Pero en Gerardo la vocación intelectual, con ser central, no agotaba la riqueza de su personalidad. Gerardo era un hombre de fe; vivía en y por la fe. Evoco nuestros diálogos, nuestros encuentros y hallo que ellos estuvieron siempre signados por una gran serenidad que sólo puede provenir de un alma que vive en la intimidad con Dios. No recuerdo un solo momento de crispación ni de nerviosismo aún en las situaciones más difíciles. Aquel teresiano Sólo Dios basta parecía haberse hecho en él hábito y encarnadura. A esta serenidad sumaba un fino sentido de la eutrapelia. Si he de evocar mis diálogos y mis encuentros intelectuales con Gerardo no puedo dejar de evocar, junto con ellos, tantas veladas, animadas con guitarra y vino, en las que regalaba a sus amigos el don de su canto y las chispas de su humor.
No puedo dejar de mencionar, tampoco, a su familia: Ana, su esposa, con quien compartió la vida familiar y universitaria y que lo acompañó, con solicitud amorosa, en la larga y dura cruz de la enfermedad; sus tres hijos, el más pequeño de apenas un año.

Extracto de datos
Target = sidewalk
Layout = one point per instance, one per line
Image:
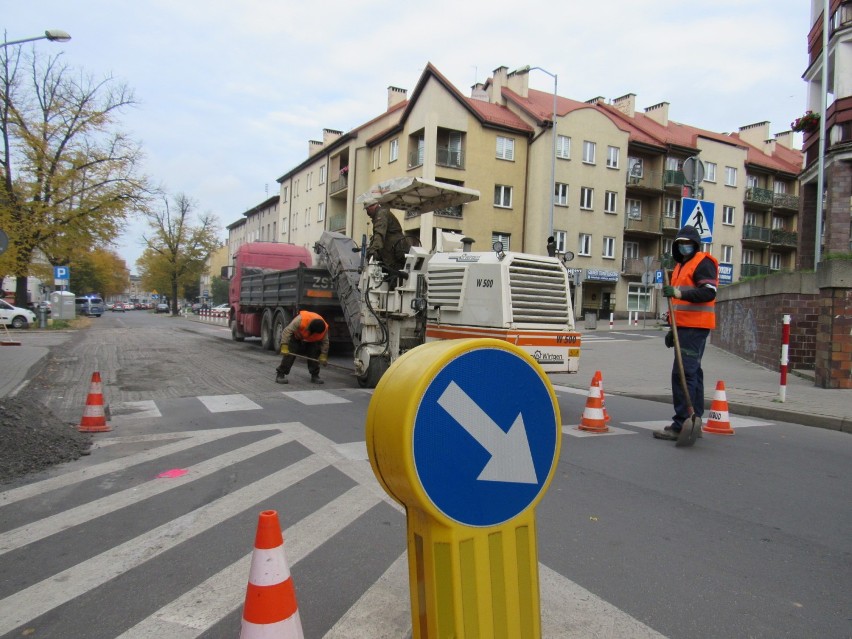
(633, 367)
(642, 368)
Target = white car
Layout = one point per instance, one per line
(14, 316)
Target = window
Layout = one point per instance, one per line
(774, 261)
(563, 147)
(503, 196)
(505, 238)
(612, 153)
(672, 208)
(730, 176)
(634, 209)
(505, 148)
(588, 152)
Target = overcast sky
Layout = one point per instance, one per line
(231, 92)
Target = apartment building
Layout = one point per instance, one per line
(617, 184)
(834, 84)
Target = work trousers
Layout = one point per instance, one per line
(692, 342)
(298, 347)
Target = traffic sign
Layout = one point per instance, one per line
(700, 214)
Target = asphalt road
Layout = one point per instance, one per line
(744, 536)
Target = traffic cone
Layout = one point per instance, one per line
(94, 417)
(599, 378)
(270, 610)
(594, 420)
(719, 422)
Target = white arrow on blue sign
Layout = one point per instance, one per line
(484, 437)
(700, 214)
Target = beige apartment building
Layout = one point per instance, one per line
(617, 182)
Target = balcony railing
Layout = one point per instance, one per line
(786, 201)
(784, 238)
(453, 158)
(648, 180)
(755, 195)
(750, 270)
(756, 234)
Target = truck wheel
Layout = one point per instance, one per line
(236, 334)
(266, 335)
(375, 369)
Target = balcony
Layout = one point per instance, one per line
(751, 270)
(756, 234)
(758, 197)
(644, 223)
(453, 158)
(786, 201)
(673, 179)
(647, 181)
(780, 238)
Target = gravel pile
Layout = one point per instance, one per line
(33, 439)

Objetivo del ejercicio
Prosigue el texto sobre Gerardo a partir de su última oración. Los ítems son material aparte del texto.

Resultado de la tarea
Por último, algo más y muy importante. Gerardo no era de aquellos intelectuales que, al decir de Peguy, pertenecen al "partido intelectual". Era un intelectual comprometido, vaciado en el recio molde espiritual del miliciano, que le venía de su amada Fasta, resumido en aquel lema "academia y borceguí". Espíritu de servicio y de entrega sin condiciones. Por eso cuando el Señor lo probó con una enfermedad terrible la aceptó con esa total disposición y esa obediencia lúcida que son propias del estilo y del espíritu de toda auténtica milicia. En la última carta que me escribió, después de darme parte de la evolución de su mal (ya irreversible) me decía: "Fuera de esto me siento muy bien, sostenido por la oración de los amigos y tratando de convertirme cada día más. La enfermedad me brinda la ocasión de envolverme en Cristo y vivir siempre más atento a los contenidos del Reino de los cielos que a los de la tierra; me hace amigo de los ángeles y de los santos... son gracias que estoy recibiendo, aunque siga siendo un simple pecador. ¿A dónde me conduce todo esto? Sólo Dios lo sabe, en sus manos me encomiendo".
Y así cumplió el último servicio que Dios le había pedido. Por eso, estoy seguro de que, al llegar al Cielo, sólo dijo, simplemente. ¡A tus órdenes, Padre!
Mario Caponnetto
Buenos Aires, 12 de agosto de 2013
Conocí a Gerardo Medina en El Camino... Gracias Doctor por esta memoria.